■ Named-object pointing records ■
┌──
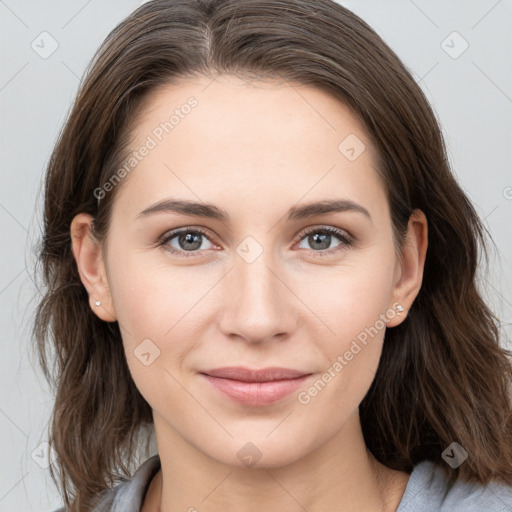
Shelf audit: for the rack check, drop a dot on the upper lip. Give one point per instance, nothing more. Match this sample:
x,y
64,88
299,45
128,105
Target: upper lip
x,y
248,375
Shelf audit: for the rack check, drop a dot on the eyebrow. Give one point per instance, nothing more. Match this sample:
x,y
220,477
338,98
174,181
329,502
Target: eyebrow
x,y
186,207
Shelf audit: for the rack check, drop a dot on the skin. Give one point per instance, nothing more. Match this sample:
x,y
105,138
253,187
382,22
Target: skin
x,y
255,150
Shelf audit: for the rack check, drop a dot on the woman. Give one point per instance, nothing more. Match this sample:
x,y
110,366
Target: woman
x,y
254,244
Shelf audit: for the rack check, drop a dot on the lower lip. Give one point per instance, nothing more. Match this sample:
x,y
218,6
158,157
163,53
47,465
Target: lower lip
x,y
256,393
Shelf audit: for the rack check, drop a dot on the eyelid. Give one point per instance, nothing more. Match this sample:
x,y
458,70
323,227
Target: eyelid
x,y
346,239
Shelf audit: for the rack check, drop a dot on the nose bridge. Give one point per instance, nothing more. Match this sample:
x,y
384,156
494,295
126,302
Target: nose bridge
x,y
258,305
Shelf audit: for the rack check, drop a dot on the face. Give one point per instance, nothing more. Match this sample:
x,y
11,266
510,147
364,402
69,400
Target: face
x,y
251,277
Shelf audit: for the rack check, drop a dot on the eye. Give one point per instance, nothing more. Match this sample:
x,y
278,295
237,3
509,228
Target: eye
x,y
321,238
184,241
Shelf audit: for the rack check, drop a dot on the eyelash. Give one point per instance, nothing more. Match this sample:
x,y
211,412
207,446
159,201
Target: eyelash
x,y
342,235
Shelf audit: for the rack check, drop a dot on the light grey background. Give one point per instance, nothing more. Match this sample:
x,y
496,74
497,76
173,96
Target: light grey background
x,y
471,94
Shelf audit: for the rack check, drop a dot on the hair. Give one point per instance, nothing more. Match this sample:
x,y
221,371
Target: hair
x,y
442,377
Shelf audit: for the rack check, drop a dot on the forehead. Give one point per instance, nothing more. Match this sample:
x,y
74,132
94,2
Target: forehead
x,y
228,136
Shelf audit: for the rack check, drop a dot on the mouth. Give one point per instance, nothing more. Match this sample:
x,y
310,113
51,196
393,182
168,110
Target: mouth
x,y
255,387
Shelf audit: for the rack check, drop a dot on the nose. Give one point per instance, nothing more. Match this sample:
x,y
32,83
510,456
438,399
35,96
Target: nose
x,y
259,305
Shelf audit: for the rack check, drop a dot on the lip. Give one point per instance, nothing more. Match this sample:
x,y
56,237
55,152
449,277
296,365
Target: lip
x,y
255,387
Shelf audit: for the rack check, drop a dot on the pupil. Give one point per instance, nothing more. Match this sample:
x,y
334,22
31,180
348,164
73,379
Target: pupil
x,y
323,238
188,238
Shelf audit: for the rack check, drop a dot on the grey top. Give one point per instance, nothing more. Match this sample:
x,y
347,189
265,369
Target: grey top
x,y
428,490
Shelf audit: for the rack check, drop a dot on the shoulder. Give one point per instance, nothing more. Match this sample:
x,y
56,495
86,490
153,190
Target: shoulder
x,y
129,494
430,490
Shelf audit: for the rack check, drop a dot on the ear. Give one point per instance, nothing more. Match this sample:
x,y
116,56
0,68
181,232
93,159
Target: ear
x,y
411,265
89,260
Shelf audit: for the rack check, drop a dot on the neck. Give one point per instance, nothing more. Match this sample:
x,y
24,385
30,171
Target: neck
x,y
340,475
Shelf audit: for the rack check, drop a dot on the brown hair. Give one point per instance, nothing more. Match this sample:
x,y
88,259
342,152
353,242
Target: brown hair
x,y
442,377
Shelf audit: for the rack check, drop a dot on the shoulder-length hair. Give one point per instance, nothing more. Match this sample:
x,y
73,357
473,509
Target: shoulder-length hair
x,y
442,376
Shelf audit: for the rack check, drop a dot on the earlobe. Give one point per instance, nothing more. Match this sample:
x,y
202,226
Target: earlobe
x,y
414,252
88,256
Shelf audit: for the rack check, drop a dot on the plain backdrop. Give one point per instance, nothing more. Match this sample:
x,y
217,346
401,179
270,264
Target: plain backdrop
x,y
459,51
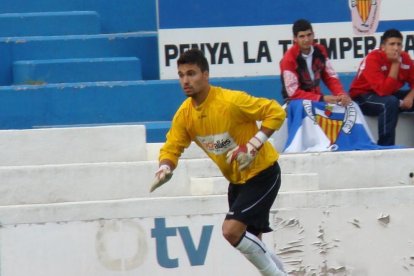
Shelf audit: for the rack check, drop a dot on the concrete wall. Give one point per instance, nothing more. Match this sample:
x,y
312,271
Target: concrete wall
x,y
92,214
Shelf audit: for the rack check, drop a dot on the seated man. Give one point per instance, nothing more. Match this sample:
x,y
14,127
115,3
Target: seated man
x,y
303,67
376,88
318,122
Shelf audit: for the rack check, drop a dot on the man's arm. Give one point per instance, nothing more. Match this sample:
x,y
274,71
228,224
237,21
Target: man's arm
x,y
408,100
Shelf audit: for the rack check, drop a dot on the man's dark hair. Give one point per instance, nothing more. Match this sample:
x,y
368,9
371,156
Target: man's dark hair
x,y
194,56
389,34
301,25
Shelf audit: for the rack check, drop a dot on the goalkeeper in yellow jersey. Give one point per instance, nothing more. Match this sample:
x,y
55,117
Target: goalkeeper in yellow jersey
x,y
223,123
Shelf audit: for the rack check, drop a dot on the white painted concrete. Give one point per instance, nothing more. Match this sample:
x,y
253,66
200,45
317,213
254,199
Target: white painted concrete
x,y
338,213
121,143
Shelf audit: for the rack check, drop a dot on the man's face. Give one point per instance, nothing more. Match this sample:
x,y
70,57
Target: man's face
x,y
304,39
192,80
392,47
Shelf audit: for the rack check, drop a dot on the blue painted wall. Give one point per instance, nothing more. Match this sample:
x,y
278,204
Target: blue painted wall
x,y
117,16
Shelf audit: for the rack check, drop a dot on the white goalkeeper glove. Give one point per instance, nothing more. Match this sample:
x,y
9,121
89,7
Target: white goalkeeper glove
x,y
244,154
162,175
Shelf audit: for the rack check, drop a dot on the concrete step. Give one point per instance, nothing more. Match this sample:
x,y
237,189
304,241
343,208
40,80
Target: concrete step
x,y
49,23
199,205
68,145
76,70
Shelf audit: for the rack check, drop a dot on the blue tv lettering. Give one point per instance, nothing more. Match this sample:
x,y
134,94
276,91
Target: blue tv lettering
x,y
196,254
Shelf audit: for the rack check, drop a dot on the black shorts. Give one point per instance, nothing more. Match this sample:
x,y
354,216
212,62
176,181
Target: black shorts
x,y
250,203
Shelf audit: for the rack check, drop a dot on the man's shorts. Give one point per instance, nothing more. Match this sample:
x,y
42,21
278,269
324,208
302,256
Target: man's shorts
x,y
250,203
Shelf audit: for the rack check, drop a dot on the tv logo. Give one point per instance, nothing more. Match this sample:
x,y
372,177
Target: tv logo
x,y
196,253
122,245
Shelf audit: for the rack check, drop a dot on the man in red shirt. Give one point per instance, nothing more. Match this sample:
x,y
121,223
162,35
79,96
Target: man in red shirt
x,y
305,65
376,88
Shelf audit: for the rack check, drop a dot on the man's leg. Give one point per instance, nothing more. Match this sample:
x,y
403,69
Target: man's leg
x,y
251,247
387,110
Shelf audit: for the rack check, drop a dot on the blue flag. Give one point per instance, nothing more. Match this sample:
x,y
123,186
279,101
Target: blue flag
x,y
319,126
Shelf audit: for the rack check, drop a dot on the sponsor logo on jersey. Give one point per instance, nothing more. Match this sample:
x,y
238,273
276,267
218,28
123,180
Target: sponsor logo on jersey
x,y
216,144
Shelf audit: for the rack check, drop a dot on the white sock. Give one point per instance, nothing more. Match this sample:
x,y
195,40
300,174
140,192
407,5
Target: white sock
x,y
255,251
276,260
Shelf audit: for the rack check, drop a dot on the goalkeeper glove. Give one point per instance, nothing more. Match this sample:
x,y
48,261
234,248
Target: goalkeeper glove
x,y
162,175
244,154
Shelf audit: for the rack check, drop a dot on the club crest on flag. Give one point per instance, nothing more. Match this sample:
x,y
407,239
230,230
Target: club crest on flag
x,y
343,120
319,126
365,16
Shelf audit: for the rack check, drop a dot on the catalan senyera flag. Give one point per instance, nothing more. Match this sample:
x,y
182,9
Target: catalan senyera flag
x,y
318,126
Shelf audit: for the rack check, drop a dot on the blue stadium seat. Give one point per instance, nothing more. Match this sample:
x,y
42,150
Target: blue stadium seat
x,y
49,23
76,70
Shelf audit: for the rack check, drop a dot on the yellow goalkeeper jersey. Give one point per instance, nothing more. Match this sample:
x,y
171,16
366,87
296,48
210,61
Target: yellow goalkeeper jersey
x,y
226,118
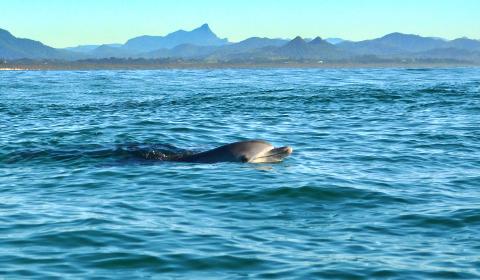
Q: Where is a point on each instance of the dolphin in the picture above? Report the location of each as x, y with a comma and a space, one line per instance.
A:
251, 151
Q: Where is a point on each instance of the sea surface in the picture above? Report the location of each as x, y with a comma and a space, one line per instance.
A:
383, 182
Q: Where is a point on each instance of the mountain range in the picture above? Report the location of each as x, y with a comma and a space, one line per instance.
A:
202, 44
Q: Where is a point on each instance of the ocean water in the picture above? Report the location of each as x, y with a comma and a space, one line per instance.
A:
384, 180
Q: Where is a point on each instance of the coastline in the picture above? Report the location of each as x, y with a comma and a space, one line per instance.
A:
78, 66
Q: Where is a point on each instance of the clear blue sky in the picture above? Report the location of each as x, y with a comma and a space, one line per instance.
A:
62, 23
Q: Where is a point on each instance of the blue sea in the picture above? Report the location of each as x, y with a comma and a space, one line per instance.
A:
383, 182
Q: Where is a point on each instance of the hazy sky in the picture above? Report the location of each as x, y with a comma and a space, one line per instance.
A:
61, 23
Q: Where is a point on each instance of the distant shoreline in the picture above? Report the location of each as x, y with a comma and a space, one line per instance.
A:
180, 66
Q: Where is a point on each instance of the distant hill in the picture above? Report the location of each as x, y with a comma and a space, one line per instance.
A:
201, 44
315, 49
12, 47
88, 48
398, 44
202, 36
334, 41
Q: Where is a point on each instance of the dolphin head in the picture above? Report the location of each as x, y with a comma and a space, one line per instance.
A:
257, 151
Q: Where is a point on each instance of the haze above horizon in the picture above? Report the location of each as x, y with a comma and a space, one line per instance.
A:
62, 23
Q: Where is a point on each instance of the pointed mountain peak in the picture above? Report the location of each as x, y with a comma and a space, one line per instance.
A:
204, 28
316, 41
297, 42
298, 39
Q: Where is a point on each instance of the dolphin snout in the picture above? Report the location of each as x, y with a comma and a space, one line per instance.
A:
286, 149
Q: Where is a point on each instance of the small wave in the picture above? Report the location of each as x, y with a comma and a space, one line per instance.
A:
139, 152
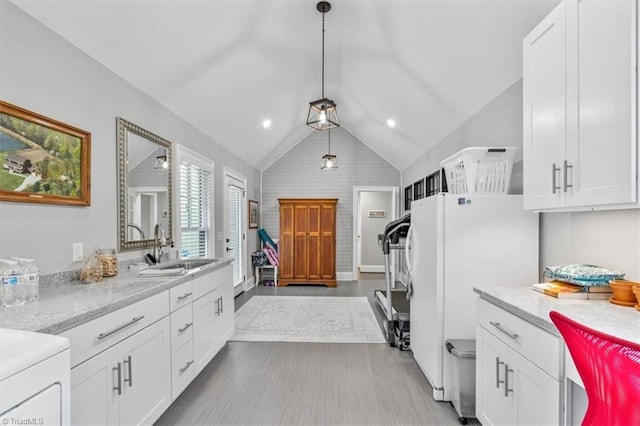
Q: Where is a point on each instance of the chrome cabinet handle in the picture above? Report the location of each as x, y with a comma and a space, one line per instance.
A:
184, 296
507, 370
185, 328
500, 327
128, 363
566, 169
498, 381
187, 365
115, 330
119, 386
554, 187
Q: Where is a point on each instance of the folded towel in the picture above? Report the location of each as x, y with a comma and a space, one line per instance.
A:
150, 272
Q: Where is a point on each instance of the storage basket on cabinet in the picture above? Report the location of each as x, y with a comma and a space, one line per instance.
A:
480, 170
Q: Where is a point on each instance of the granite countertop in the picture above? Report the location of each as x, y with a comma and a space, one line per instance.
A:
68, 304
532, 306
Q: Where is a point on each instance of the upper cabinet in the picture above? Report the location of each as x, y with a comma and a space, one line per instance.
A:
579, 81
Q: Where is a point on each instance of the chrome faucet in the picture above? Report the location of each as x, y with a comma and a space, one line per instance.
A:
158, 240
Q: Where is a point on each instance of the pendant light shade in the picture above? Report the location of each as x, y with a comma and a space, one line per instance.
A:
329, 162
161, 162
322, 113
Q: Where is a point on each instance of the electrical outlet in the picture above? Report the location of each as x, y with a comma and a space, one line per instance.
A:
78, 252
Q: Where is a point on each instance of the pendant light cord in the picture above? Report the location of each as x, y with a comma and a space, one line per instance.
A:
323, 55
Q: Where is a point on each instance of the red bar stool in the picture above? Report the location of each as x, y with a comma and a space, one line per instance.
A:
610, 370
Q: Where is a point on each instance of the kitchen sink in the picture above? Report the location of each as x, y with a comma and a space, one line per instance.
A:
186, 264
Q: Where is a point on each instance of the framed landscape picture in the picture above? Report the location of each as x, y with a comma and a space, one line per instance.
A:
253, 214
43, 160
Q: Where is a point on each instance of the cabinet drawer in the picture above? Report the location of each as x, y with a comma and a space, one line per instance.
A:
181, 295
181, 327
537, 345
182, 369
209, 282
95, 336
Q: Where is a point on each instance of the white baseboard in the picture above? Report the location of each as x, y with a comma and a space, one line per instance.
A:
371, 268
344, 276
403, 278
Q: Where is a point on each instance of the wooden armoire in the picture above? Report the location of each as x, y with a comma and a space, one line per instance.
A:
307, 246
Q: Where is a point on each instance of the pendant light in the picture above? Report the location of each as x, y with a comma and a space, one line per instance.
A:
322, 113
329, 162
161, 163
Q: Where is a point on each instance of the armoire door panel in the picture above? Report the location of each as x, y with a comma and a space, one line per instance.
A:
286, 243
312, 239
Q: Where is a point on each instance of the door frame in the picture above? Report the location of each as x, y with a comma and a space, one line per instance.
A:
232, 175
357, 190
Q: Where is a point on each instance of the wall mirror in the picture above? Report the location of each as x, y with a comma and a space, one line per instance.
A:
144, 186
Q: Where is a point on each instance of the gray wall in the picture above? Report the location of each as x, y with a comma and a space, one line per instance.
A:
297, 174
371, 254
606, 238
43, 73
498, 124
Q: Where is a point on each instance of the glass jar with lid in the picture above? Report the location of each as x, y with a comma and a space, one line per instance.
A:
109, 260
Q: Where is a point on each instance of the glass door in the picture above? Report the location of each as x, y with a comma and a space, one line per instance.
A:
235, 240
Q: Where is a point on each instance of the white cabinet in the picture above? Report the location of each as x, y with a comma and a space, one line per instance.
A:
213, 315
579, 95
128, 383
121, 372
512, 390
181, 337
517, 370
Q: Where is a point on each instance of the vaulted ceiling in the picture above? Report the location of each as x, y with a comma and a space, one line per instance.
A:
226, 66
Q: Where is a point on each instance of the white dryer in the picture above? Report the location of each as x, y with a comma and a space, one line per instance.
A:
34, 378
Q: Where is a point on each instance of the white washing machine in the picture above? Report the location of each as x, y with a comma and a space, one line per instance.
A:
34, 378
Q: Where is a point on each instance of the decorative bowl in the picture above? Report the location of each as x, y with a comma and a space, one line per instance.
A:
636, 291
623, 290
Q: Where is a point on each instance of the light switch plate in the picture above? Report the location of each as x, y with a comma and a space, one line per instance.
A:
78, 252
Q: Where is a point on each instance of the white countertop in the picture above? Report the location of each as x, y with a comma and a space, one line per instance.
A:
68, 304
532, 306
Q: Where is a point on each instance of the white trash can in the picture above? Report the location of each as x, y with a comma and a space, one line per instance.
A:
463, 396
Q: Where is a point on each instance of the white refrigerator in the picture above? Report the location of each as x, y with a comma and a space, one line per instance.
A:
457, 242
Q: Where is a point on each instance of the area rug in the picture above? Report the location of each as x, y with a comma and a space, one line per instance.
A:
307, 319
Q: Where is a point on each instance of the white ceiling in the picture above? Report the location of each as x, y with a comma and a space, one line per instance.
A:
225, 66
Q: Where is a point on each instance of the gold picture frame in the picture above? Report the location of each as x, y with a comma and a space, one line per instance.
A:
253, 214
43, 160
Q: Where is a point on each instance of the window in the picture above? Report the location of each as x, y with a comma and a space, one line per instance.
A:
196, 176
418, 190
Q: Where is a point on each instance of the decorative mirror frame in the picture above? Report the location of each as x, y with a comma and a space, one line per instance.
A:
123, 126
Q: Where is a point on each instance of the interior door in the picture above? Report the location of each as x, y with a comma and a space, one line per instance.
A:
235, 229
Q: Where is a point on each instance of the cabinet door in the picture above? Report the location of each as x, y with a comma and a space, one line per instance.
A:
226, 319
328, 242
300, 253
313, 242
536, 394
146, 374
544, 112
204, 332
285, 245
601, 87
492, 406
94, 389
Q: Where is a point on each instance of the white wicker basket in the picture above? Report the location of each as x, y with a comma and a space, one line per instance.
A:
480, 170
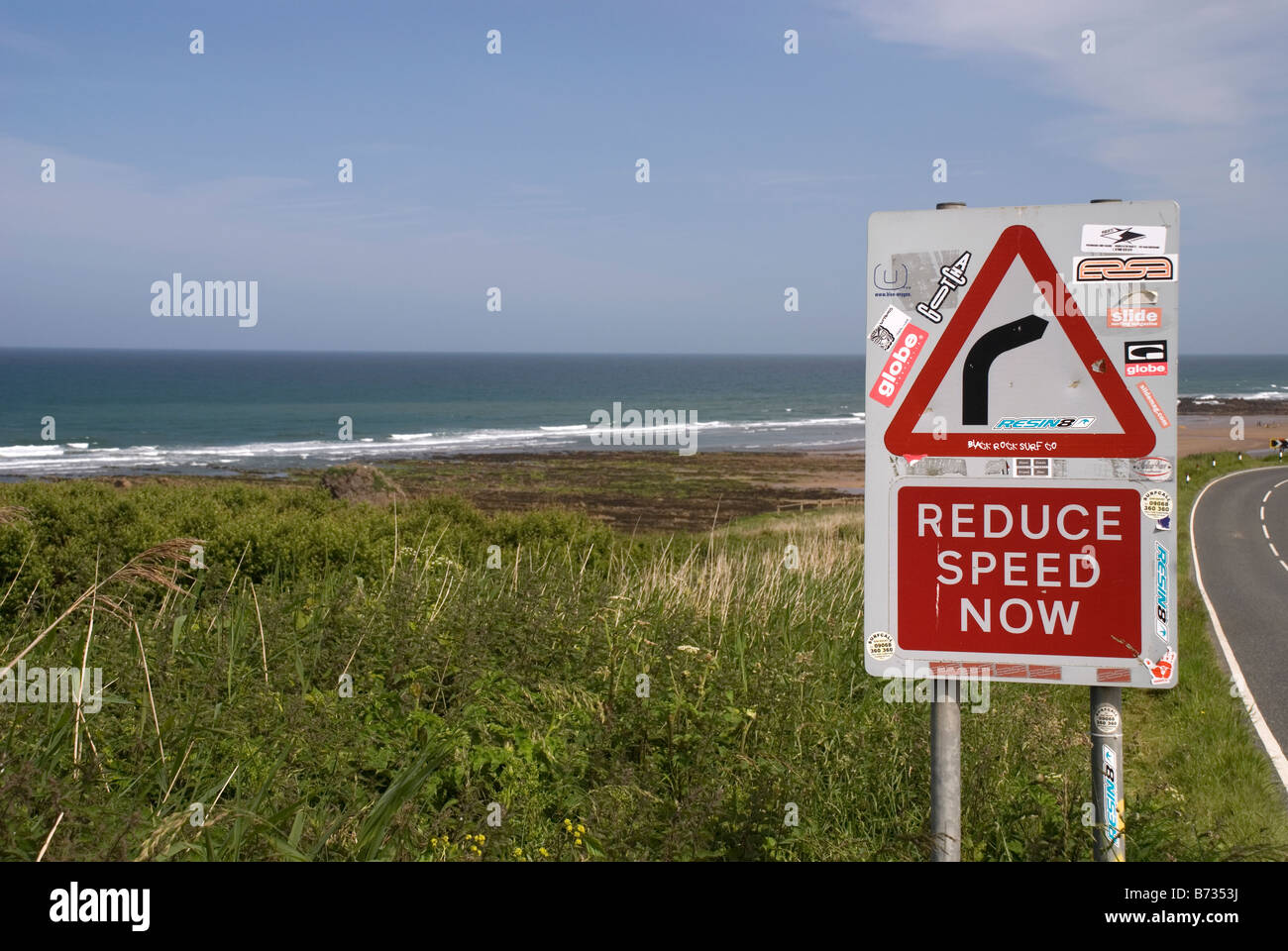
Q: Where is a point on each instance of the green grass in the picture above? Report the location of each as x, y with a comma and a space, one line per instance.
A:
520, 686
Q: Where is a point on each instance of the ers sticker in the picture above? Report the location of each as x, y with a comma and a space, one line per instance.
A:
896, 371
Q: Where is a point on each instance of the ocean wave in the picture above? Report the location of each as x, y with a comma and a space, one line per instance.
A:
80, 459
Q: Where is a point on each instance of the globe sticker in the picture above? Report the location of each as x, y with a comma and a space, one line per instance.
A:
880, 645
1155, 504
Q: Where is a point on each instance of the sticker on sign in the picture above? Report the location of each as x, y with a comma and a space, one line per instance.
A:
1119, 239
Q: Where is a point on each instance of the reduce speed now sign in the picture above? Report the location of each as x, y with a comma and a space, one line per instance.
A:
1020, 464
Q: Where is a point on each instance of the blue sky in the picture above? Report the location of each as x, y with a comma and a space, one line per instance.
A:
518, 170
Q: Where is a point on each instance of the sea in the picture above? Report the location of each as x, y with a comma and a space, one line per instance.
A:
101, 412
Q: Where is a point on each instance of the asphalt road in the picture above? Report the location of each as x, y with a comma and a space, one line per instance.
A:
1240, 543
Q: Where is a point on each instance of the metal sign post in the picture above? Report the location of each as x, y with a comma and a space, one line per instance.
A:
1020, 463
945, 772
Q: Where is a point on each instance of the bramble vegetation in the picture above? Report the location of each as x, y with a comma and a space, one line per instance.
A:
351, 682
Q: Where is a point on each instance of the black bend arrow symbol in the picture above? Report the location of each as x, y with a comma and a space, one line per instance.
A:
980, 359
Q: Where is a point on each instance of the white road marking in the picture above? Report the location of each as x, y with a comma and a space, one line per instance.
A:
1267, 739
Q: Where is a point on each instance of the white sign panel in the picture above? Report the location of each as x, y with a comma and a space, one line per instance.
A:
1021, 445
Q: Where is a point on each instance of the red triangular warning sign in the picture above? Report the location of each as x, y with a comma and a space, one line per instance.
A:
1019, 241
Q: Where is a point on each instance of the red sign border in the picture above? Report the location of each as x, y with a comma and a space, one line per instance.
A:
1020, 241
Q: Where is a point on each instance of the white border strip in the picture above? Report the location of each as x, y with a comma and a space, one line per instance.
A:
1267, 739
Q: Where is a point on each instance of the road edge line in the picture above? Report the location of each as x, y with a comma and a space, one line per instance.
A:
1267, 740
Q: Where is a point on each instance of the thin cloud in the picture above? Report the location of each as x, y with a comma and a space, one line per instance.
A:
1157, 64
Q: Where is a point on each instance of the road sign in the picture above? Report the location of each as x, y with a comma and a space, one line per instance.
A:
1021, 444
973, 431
└──
■ INSTRUCTION ■
Reproduce precisely the span of lines that begins at the line containing "Q: Where is a point on each instance of the bramble" and ends with the last line of the listing.

■ RESULT FOR THIS EXERCISE ■
Q: Where is a point on each instance of the bramble vegetation in the picture above? Report the location of each as x, y with a comma and a space, one line per instance.
A:
351, 682
Q: Where is a point on each instance of the black bend arrow symbol in the picture above? Report the location of each as x, y with a comma and a space, one line per instance.
A:
980, 359
Q: Where is a point on each instance of the white road marking in the picture above? Report the location of each as x, y with a comma and a space, one line per instance.
A:
1267, 739
Q: Where is a point on each instance of the white sign panel in the picture above? Report the location of each as x, y with a comma and a space, one line per instance.
A:
1021, 445
Q: Where is a point on each instance of the red triangular warning sign in the picture above? Report the location of each as x, y with a comma and a space, one line per instance.
A:
1019, 241
Q: Where is a point on each instance of the red sign border in the picture above? Report the location of each as x, y with a comma and a space, one line per instance.
A:
1020, 241
Q: Where is a point on each instance of the white border strip in the picture above? Report the location of each as x, y with a comma and a space, one line per instance.
A:
1267, 739
Q: Where is a point on each instance of the road edge line in the picture above? Report the location of each as x, y with a comma and a space, one line per instance.
A:
1267, 740
Q: Where is a point on each instance of the thin cloud in the picture above? Report the location of each as x, y with a comma and a space, one line per instance.
A:
1157, 64
Q: Where is a point on each instance of the road sign in the picture above? Report the location of each as x, y with a comma and a space, one line per instance.
A:
1021, 444
973, 431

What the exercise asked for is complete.